▶ What to work on: Arrange every line of the records below as a Markdown table with the columns "Row" and "Line", one line per row, and leave out the blank lines.

(Records from an annotation dataset)
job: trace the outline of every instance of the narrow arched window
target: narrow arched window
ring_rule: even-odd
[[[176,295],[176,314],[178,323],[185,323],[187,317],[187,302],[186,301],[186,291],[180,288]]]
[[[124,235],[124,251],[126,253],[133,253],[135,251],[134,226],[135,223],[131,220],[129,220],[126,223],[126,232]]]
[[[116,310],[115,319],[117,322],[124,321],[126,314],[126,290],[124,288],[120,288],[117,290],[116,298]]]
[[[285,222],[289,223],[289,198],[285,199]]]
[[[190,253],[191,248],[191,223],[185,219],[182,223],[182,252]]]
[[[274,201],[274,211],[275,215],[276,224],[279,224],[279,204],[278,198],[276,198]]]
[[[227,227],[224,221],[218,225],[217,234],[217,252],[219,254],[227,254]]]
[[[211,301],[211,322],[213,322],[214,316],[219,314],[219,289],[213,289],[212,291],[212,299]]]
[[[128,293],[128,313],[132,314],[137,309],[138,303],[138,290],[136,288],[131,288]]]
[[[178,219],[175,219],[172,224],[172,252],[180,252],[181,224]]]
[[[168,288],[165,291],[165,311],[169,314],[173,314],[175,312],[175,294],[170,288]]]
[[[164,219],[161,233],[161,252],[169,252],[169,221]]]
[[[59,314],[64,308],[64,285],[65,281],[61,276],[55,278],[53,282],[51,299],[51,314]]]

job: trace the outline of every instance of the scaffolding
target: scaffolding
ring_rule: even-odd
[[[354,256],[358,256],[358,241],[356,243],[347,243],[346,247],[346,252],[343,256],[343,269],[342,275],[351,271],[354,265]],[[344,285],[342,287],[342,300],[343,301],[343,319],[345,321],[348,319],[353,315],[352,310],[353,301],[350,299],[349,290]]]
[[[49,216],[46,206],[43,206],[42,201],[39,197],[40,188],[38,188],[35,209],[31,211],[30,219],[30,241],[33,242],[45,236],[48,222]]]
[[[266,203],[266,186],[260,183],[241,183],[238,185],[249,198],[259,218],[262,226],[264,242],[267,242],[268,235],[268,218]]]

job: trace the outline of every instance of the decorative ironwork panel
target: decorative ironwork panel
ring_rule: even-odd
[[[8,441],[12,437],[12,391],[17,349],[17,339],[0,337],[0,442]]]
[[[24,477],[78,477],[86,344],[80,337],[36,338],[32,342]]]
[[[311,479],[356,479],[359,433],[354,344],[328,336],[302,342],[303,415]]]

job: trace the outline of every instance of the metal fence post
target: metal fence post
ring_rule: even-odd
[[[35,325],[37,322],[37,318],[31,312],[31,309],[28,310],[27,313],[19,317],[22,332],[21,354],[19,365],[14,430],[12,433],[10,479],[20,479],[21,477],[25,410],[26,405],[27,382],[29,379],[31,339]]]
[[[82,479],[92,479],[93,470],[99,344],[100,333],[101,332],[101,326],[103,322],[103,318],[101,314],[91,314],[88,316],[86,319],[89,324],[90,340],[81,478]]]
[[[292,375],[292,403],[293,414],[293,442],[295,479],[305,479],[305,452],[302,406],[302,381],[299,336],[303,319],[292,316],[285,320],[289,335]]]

▶ Result of this task:
| Row | Line |
|---|---|
| 1 | job: trace the outline of every instance of the narrow arched window |
| 2 | target: narrow arched window |
| 3 | ring_rule: even-odd |
| 4 | [[[176,295],[176,314],[178,323],[185,323],[187,317],[187,302],[186,301],[186,291],[180,288]]] |
| 5 | [[[124,235],[124,251],[126,253],[133,253],[135,251],[134,226],[135,223],[131,220],[129,220],[126,223],[126,232]]] |
| 6 | [[[116,310],[115,319],[117,322],[124,321],[126,314],[126,290],[124,288],[120,288],[117,290],[116,298]]] |
| 7 | [[[285,222],[289,223],[289,198],[285,199]]] |
| 8 | [[[190,253],[191,248],[191,223],[185,219],[182,223],[182,252]]] |
| 9 | [[[274,201],[274,211],[275,215],[276,224],[279,224],[279,204],[278,198],[276,198]]] |
| 10 | [[[227,227],[224,221],[218,225],[217,234],[217,252],[219,254],[227,254]]] |
| 11 | [[[211,301],[211,322],[213,322],[214,316],[219,314],[219,289],[213,289],[212,291],[212,299]]] |
| 12 | [[[128,293],[128,313],[132,314],[137,309],[138,303],[138,290],[136,288],[131,288]]] |
| 13 | [[[178,219],[175,219],[172,224],[172,252],[180,252],[181,224]]] |
| 14 | [[[168,288],[165,291],[165,311],[169,314],[173,314],[175,312],[175,294],[170,288]]] |
| 15 | [[[164,219],[161,233],[161,252],[169,252],[169,221]]] |
| 16 | [[[59,314],[64,308],[64,285],[65,281],[61,276],[55,278],[53,282],[51,299],[51,314]]] |
| 17 | job: trace the outline of every instance of the scaffolding |
| 18 | target: scaffolding |
| 19 | ring_rule: even-odd |
| 20 | [[[354,256],[358,256],[358,241],[356,243],[347,243],[346,247],[346,252],[343,256],[343,269],[342,275],[351,271],[354,265]],[[344,285],[342,287],[342,300],[343,301],[343,319],[345,321],[348,319],[353,315],[352,310],[353,301],[350,299],[349,290]]] |
| 21 | [[[49,216],[46,206],[43,206],[42,201],[39,197],[40,188],[38,188],[35,209],[31,211],[30,219],[30,241],[33,242],[45,236],[48,222]]] |
| 22 | [[[266,203],[266,186],[260,183],[241,183],[238,185],[249,198],[259,218],[262,226],[264,242],[267,242],[268,235],[268,218]]] |
| 23 | job: trace the outline of every instance of the decorative ironwork panel |
| 24 | target: decorative ironwork panel |
| 25 | ring_rule: even-odd |
| 26 | [[[8,441],[12,437],[12,391],[17,349],[17,339],[0,337],[0,442]]] |
| 27 | [[[24,477],[78,477],[86,344],[80,337],[36,338],[32,342]]] |
| 28 | [[[311,479],[356,479],[359,433],[354,344],[328,336],[302,342],[303,415]]] |
| 29 | job: trace the outline of every instance of the metal fence post |
| 30 | target: metal fence post |
| 31 | ring_rule: even-odd |
| 32 | [[[35,325],[37,322],[37,318],[31,312],[31,309],[28,310],[27,313],[19,317],[22,332],[21,354],[19,365],[14,430],[12,433],[10,479],[20,479],[21,477],[25,410],[26,405],[27,382],[29,379],[31,339]]] |
| 33 | [[[82,479],[92,479],[93,470],[99,344],[100,333],[101,332],[101,326],[103,322],[103,318],[101,314],[91,314],[88,316],[86,319],[89,324],[90,340],[81,478]]] |
| 34 | [[[292,375],[292,403],[293,414],[293,442],[295,479],[305,479],[305,452],[302,406],[302,381],[299,336],[303,319],[292,316],[285,320],[289,335]]] |